§ SOURCE DOCUMENT
···
Nationalism is a highly debated concept and does not have a uniform or standard meaning. Adding an adjective before the concept, as we do, may further increase its complexity, but a better understanding of nationalism calls for careful analysis of its various dimensions in diverse contexts in which the concept emerged as a political force.

Modernization or the aspiration for modernity seems to be a critical factor for the rise of nationalism. Gellner relates nationalism to the transition from agraria to industria, which requires a homogeneous, flexible, and mobile workforce,1 whereas Anderson conceives the modern nation as an "imagined community,"2 rising with the help of print-capitalism, creating a new time/space for human consciousness. Taylor somewhat combines these two modernist explanations and declares that nationalism "cannot be understood as an atavistic reaction. It is a quintessentially modern phenomenon."3

There is not one single route toward a single notion of modernity, but rather these are diverse modernities, according to Taylor. Once modernity becomes a force in certain parts of the world and begins to exert its influence upon the rest, then traditional cultures and polities start to reinterpret and reconstruct [End Page 53] themselves.4 This happens through a "creative adaptation," which, by definition, differs from culture to culture. The modernizing elite, which aspires to modernity but at the same time feels its dignity threatened, initiates this transformation.
···
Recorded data
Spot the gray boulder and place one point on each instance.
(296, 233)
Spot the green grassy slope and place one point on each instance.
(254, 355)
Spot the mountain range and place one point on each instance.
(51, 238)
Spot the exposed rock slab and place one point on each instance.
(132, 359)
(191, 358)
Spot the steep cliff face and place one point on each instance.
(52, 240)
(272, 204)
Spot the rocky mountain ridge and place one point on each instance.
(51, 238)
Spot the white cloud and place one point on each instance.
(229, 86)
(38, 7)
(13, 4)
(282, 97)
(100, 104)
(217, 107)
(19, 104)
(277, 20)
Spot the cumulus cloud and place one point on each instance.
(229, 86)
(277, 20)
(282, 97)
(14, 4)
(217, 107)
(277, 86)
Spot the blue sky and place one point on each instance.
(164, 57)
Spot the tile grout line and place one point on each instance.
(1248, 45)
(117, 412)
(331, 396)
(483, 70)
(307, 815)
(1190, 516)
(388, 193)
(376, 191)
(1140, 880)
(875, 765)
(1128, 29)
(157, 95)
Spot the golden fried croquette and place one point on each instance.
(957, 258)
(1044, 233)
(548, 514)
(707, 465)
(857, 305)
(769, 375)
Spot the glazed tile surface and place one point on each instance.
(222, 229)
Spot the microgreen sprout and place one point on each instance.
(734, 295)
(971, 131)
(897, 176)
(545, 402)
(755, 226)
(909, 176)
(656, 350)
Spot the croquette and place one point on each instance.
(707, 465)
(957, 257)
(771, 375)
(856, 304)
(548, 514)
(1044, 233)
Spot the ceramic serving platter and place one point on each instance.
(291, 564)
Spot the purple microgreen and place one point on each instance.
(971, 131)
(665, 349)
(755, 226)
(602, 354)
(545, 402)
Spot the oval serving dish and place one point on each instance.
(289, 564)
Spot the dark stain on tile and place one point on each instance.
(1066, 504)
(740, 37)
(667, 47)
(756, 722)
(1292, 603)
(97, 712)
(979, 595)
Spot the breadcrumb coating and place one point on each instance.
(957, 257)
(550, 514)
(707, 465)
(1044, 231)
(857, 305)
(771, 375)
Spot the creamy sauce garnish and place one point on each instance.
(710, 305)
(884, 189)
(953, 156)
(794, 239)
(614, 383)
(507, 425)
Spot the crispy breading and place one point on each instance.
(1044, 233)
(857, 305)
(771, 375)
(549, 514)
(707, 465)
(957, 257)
···
§ DIRECTIVES
a: According to the passage on nationalism and modernity, what leads traditional cultures and polities to start reinterpreting and reconstructing themselves? Answer in one to three sentences.
b: Translate this sentence from the passage on nationalism and modernity into Spanish: "Modernization or the aspiration for modernity seems to be a critical factor for the rise of nationalism."

§ SOLUTION SET
a: Traditional cultures and polities begin to reinterpret and reconstruct themselves once modernity becomes a force in certain parts of the world and starts to exert its influence on the rest. This happens through a "creative adaptation" that differs from culture to culture.

b: La modernización o la aspiración a la modernidad parece ser un factor crítico para el surgimiento del nacionalismo.